**EXCERPTED RECORDS:**
*** Begin section ***

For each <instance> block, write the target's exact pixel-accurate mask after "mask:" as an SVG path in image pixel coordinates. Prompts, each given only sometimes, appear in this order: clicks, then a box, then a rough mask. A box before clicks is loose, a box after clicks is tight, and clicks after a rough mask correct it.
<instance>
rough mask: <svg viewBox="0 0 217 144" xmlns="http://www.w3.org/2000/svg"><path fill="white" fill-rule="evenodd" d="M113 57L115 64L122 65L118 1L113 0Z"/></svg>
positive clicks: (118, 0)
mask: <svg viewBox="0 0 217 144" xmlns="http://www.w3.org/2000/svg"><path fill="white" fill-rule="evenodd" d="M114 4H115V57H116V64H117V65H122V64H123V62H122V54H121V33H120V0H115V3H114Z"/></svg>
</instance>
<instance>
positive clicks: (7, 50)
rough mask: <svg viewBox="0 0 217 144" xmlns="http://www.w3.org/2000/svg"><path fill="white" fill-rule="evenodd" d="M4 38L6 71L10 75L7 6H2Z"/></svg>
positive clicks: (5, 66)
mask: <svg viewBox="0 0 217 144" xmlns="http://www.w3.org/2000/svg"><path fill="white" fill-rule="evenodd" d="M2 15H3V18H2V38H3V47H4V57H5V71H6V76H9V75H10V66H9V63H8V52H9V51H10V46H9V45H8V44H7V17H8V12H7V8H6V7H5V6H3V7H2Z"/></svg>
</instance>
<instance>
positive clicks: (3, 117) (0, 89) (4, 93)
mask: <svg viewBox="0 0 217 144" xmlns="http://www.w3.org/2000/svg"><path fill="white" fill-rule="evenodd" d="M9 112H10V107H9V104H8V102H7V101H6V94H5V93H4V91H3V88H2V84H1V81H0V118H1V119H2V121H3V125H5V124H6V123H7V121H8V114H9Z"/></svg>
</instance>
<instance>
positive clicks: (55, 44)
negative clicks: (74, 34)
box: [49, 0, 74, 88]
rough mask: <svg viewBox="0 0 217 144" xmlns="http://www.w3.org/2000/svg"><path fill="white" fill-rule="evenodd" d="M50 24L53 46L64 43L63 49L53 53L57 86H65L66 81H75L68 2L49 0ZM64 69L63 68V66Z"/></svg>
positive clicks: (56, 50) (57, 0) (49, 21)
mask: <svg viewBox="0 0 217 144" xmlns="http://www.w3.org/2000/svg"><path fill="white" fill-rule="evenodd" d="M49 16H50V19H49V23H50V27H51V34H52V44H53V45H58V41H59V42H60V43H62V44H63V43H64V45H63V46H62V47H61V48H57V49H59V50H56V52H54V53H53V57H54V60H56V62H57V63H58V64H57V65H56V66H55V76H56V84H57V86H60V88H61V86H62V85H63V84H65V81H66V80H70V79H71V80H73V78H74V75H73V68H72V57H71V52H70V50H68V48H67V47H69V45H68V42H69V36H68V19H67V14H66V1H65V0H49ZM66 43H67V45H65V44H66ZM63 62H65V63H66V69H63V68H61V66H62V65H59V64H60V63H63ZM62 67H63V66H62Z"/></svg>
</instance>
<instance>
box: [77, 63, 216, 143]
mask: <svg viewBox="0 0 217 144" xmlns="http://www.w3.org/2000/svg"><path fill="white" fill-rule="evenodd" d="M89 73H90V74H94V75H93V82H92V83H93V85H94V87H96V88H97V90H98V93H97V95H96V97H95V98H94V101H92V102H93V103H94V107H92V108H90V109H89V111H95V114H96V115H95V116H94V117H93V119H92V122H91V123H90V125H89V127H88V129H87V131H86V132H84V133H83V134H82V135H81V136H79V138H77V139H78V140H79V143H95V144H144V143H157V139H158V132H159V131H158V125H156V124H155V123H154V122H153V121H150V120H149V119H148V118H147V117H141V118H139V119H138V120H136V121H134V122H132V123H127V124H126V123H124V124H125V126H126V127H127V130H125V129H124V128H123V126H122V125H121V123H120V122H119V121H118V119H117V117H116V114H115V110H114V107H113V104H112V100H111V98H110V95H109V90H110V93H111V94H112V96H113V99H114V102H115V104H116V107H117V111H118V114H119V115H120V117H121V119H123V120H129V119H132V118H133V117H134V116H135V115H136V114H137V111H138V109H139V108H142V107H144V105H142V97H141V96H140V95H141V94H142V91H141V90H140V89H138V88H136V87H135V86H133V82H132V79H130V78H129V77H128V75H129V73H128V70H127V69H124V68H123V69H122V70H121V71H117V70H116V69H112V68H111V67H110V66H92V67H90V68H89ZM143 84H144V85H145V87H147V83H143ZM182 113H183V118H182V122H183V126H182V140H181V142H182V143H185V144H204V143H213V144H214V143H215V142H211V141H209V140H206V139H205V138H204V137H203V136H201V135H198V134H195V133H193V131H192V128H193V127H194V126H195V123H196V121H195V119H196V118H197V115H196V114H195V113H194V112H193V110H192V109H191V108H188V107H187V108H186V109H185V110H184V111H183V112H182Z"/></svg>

*** End section ***

**TASK DETAILS:**
How many lines of the listing above carry the string "rough"? Report that number with no other text.

**EXERCISE RESULT:**
4